**ABOUT THIS EXERCISE**. From the blog post on real-world evidence below, repeat word for word the passage starting at "With the passage" and ending at "RAPS article here.)".

**EXCERPTED PASSAGE**.
-----

Wednesday, December 7, 2016

15 FDA Authors on Real World Evidence: NJEM December 2016

With the passage of 21st Century Cures on the Hill (by huge margins), and the likely signing by President Obama, we'll hear more about Real World Evidence.   

While there's been alarmist talk that 21CC will foist poorly validated trials with RWE onto the American health system, all that 21CC does is require the FDA to "look at" RWE and set up some guidance documents if it can.

To get a view on what the FDA leadership really thinks about RWE, see an article in New England Journal of Medicine by Sherman et al., including leadershp such as Jeff Shuren, Robert Temple, Janet Woodcock, and the administrator, Robert Califf.   The article is open access, here.  


The following week, FDA authors Califf et al. wrote a companion NEJM piece but focused on big data, coordination, and the learning healthcare system.

FDA published a guidance document on RWE last summer (guidance here, RAPS article here.)
From the opening paragraph, 
The term “real-world evidence” is widely used by those who develop medical products or who study, deliver, or pay for health care, but its specific meaning is elusive. We believe it refers to information on health care that is derived from multiple sources outside typical clinical research settings, including electronic health records (EHRs), claims and billing data, product and disease registries, and data gathered through personal devices and health applications.1,2 Key to understanding the usefulness of real-world evidence is an appreciation of its potential for complementing the knowledge gained from traditional clinical trials, whose well-known limitations make it difficult to generalize findings to larger, more inclusive populations of patients, providers, and health care delivery systems or settings that reflect actual use in practice.3'

From the conclusion,
We believe that when the term “real-world evidence” is used, the primary attribute that distinguishes it from other kinds of evidence is related to the context in which the evidence is gathered — in other words, in clinical care and home or community settings as opposed to research-intensive or academic environments. Most important, the distinction should not be based on the presence or absence of a planned intervention or the use of randomization. Real-world research and the concepts of a planned intervention and randomization are entirely compatible. Indeed, one of the most important advances in clinical trial methodology may be the broadening of the application of randomization outside more typical venues for clinical trials, such as academic research centers. But in order to gain collective confidence in the appropriate uses of this array of methods across disparate settings, we must first be clear about our terminology and its application.

-----

**INPUT DATA**.
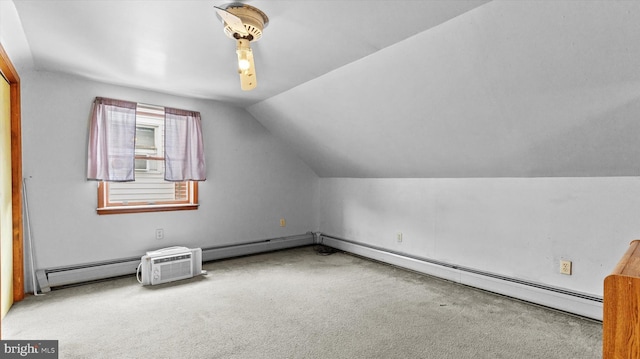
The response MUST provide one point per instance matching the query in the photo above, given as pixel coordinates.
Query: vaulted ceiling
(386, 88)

-----

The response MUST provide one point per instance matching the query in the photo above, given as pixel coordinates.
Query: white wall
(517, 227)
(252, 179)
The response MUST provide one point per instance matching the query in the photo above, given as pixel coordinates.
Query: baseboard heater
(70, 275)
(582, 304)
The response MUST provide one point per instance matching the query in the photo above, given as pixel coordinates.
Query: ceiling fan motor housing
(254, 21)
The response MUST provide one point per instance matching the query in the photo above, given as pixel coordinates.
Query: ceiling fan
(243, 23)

-----

**OUTPUT**.
With the passage of 21st Century Cures on the Hill (by huge margins), and the likely signing by President Obama, we'll hear more about Real World Evidence.   

While there's been alarmist talk that 21CC will foist poorly validated trials with RWE onto the American health system, all that 21CC does is require the FDA to "look at" RWE and set up some guidance documents if it can.

To get a view on what the FDA leadership really thinks about RWE, see an article in New England Journal of Medicine by Sherman et al., including leadershp such as Jeff Shuren, Robert Temple, Janet Woodcock, and the administrator, Robert Califf.   The article is open access, here.  


The following week, FDA authors Califf et al. wrote a companion NEJM piece but focused on big data, coordination, and the learning healthcare system.

FDA published a guidance document on RWE last summer (guidance here, RAPS article here.)